--- Source text Enclosed Below ---
SELECTED CASE LAW
SUPREME COURT OF CANADA:
In 2014 SCC 18, the Supreme Court found that Mr. H should be convicted of sexual assault.
At trial, Mr. H, a 37-year-old man, was convicted of sexual assault and sentenced to 27 months in jail. Additional orders included a DNA sample, and a 20-year registration as a sex offender.
Mr. H met Ms. R, a 52-year-old woman, on a dating website: Plenty of Fish. It was the first time Ms. R tried using an online dating site. Mr. H had used the site a number of times and had used various handles for his profiles, but did not use his real name. The two communicated by email and phone a few times before meeting for a date. He used a false name and lied about his personal circumstances when they met. Mr. H suggested that they go for a walk on their second date. He picked her up and they drove to a field. They kissed in the car and Mr. H touched Ms. R’s breasts. He suggested they snuggle in the back seat. Ms. R told him she was not interested in sex. In the back seat, Mr. H forced himself on Ms. R and ejaculated in her.
She didn’t report the assault to the police because she thought she would not be believed. Lat-er her niece said she had met a man through Plenty of Fish that sounded like Mr. H. Ms. R saw him at the restaurant where they had met for their first date with another woman. This motivated Ms. R to report the assault to the police. She had not kept any record of their conversations on the dating site or email.
Mr. H testified that they had made out and fooled around but when Ms. R said she didn’t want to go to the back seat that he didn’t make her and they did not have sex. However, Mr. H had a girlfriend at the time who received an anonymous letter and confronted Mr. H about seeing other women and he confessed to kissing Ms. R in the back of their truck, which was taken as an informal admission. The court did not find Mr. H credible.
At the court of appeal, the majority found that the trial judge had not properly applied the test for the burden of proof or conducted a thorough enough analysis of the evidence, and so ordered a new trial. A dissenting judge disagreed and found the trial judge had properly applied the test. On appeal to the Supreme Court of Canada, the court agreed with the dissenting judge of the Court of Appeal and found that the trial judge had properly assessed the evidence and confirmed Mr. H’s guilty verdict.
--- End of Enclosed Source text ---
--- Stored data Enclosed Below ---
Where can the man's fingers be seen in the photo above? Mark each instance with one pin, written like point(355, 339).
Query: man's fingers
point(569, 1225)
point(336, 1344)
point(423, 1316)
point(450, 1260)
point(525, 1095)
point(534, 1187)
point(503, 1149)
--- End of Enclosed Stored data ---
# [Required actions]
A – According to the case summary, how long was the jail sentence Mr. H received at trial?
B – Please quote the case summary from "Mr. H met Ms." up to and including "ejaculated in her.".
The records have nothing to do with the case summary.

# [Solutions to the exercise]
A – 27 months

B –
Mr. H met Ms. R, a 52-year-old woman, on a dating website: Plenty of Fish. It was the first time Ms. R tried using an online dating site. Mr. H had used the site a number of times and had used various handles for his profiles, but did not use his real name. The two communicated by email and phone a few times before meeting for a date. He used a false name and lied about his personal circumstances when they met. Mr. H suggested that they go for a walk on their second date. He picked her up and they drove to a field. They kissed in the car and Mr. H touched Ms. R’s breasts. He suggested they snuggle in the back seat. Ms. R told him she was not interested in sex. In the back seat, Mr. H forced himself on Ms. R and ejaculated in her.